(Supplied records begins)

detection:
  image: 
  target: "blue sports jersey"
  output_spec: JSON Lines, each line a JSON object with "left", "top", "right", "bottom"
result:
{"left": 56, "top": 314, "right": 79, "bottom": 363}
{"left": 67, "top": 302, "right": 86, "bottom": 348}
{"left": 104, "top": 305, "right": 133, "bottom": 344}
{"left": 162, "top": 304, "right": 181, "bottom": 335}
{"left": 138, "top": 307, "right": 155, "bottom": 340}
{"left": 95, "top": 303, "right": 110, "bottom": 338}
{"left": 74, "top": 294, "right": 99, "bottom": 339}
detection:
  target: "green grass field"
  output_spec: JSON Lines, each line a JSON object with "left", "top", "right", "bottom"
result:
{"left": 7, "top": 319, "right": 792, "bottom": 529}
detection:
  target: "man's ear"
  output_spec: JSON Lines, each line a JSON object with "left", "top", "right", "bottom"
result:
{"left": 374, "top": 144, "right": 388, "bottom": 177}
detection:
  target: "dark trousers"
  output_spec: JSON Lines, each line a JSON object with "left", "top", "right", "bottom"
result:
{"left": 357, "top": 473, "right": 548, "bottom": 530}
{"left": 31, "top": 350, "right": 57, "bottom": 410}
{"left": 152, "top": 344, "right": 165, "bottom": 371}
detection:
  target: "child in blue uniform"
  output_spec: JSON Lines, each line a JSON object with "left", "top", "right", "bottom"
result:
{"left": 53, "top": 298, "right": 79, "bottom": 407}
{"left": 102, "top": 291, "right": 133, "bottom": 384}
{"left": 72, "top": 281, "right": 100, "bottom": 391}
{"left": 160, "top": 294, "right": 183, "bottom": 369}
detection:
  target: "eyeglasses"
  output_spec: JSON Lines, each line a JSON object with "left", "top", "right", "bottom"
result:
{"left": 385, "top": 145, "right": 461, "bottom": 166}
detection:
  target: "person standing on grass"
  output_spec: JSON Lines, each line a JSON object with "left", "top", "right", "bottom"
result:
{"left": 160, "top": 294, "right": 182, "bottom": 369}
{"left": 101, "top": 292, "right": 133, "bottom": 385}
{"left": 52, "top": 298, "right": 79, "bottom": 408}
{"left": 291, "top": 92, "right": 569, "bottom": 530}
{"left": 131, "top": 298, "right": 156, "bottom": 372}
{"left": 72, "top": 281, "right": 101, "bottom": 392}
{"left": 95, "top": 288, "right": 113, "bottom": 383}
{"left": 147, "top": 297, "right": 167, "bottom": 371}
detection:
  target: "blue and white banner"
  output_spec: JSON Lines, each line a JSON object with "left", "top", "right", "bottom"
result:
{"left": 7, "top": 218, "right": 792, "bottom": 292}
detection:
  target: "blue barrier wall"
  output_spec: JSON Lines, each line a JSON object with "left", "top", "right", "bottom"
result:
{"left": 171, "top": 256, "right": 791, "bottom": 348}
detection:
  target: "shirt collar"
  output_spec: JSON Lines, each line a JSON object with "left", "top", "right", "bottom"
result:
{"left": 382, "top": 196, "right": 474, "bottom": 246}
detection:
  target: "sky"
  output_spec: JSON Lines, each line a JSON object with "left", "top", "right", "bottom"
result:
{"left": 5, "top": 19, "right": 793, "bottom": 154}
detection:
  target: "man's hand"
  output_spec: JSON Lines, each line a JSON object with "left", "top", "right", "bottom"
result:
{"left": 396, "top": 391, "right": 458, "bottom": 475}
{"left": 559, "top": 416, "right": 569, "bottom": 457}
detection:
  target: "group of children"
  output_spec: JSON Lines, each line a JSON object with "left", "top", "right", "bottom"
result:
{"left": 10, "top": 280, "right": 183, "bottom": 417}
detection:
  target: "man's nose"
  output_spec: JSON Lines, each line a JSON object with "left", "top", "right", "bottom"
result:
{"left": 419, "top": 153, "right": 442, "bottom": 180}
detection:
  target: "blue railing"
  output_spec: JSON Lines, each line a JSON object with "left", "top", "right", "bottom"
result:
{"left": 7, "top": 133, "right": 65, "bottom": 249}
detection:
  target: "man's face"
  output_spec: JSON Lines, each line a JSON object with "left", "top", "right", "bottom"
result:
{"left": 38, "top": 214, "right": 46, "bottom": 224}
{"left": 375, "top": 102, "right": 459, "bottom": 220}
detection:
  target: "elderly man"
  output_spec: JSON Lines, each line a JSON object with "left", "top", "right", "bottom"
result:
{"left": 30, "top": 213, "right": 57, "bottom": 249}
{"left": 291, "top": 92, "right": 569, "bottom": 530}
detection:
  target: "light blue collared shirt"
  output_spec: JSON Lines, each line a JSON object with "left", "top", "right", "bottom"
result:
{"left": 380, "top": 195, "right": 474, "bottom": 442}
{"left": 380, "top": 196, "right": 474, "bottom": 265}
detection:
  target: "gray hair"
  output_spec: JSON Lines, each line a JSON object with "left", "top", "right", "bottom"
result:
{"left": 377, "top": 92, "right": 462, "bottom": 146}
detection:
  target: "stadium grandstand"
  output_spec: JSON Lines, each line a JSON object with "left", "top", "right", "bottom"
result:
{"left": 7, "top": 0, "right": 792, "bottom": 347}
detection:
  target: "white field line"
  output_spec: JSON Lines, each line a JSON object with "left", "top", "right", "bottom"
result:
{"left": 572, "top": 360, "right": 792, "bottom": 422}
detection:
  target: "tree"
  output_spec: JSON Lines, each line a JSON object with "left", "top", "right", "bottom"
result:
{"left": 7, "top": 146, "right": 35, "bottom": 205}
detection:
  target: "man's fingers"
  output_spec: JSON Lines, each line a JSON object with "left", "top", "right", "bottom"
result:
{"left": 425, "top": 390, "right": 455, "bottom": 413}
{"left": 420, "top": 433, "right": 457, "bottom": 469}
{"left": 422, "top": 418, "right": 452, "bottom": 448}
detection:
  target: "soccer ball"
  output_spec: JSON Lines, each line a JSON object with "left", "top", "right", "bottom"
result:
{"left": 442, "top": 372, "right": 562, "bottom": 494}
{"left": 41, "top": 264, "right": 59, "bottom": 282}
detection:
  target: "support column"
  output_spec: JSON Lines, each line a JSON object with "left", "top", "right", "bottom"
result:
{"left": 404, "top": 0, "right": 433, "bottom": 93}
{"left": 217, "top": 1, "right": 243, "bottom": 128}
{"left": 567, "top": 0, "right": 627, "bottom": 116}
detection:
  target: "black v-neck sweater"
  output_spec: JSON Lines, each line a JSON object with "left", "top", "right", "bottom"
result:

(Supplied records ends)

Your task
Extract all lines from the data in which "white" is found.

Answer to this problem
  target: "blue and white banner"
  target: "white field line"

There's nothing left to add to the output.